DAVIES: Now one of the things you want to do when someone brings you something
is make sure it's not stolen to the extent you can. Are there particular clues
that tell you something might be hot?

Mr. HARRISON: I mean we always ask the questions, you know, where did you get
it, and a lot other things like that. Most people don't realize how regulated
the pawn industry is, especially where I'm at in Nevada. When I take something
in pawn or I buy something, I just don't take ID. I take their ID, it's their
driver's license number, it's their height, it's their weight, their eye color,
their build. I turn that into the local police department, and then I also have
to turn into Homeland Security; it's part of the Patriot Act. And that goes to
leads online, which is put in a central database across the United States, it
checks for stolen items.

DAVIES: Now if something does turn out to be stolen – I mean because when you
make that transaction you don't know, and I'm sure this happens, what, do you
take a hit? Does the...

Mr. HARRISON: Oh, I take the hit. Oh, yeah, two years ago I took a hit for
$40,000 on a set of diamond earrings.

DAVIES: What happened?

Mr. HARRISON: You know, basic procedure. Asked him all the questions and he
showed me receipts. Apparently, he had committed some credit card fraud. I was
out $40,000.

DAVIES: So...

Mr. HARRISON: Police came in the next day and just took them.

DAVIES: So the lady who lost her earrings gets them back. The miscreant gets
prosecuted. Justice is served, but you're out the money.

(Soundbite of laughter)

Mr. HARRISON: I'm out the money and it's the price of paying - doing business.
That's the way I look at it.

DAVIES: All right. Now the other thing that you've got to do is figure out when
somebody is trying to pass off a fake. So I guess you get pretty good. One of
the things you see a lot is Rolex watches. How can you tell a fake Rolex watch?

________________________

**Short problem 1:** Rewrite the paragraph of the pawn shop interview that begins "I mean we always ask the questions" as a bulleted list that keeps its main facts.
**Short problem 2:** Summarize the pawn shop interview in two sentences.

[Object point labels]

________________________

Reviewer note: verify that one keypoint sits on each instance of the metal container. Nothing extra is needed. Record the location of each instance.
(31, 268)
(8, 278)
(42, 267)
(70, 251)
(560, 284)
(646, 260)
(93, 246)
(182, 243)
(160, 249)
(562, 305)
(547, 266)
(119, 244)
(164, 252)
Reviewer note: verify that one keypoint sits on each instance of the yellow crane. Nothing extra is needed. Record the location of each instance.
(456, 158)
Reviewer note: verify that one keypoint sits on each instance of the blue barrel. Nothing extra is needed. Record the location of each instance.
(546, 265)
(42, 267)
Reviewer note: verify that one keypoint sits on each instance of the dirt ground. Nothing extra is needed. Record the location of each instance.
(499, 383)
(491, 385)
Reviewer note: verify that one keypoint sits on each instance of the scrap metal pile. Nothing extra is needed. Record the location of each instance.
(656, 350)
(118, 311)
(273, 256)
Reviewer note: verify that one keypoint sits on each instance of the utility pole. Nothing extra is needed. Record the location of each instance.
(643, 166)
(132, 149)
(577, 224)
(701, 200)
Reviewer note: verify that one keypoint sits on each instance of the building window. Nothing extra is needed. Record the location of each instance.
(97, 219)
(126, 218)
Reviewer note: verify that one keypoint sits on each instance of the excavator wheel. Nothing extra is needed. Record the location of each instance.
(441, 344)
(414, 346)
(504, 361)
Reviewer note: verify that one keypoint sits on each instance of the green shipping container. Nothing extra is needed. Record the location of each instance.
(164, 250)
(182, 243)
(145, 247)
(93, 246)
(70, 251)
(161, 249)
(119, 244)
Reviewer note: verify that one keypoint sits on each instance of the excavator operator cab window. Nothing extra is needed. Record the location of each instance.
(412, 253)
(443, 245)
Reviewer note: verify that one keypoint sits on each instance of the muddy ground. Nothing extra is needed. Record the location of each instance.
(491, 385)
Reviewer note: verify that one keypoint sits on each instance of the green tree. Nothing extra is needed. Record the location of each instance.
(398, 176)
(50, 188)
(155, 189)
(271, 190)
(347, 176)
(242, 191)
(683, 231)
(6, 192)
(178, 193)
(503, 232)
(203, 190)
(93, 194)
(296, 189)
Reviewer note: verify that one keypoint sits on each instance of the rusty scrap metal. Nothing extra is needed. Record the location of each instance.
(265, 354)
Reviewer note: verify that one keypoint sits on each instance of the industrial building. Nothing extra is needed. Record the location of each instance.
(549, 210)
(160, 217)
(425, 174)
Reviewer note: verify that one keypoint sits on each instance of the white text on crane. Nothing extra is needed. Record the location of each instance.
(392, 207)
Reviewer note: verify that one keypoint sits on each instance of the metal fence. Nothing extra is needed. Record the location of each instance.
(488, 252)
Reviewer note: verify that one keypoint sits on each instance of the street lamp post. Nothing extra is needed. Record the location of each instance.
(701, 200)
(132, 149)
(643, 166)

________________________

**Correct response 1:**
- He asks sellers questions, such as where they got the item.
- The pawn industry is more regulated than most people realize, especially in Nevada.
- For every pawn or purchase, he records the seller's driver's license number, height, weight, eye color, and build.
- He turns this information in to the local police department and to Homeland Security as part of the Patriot Act.
- The information goes to leads online, a central database across the United States that checks for stolen items.

**Correct response 2:** Harrison explains that he questions sellers and records their identifying details, which go to the local police, to Homeland Security, and to a nationwide database that checks for stolen items. When something stolen still gets through, such as a set of diamond earrings tied to credit card fraud that cost him $40,000, the police take it and he absorbs the loss as the price of doing business.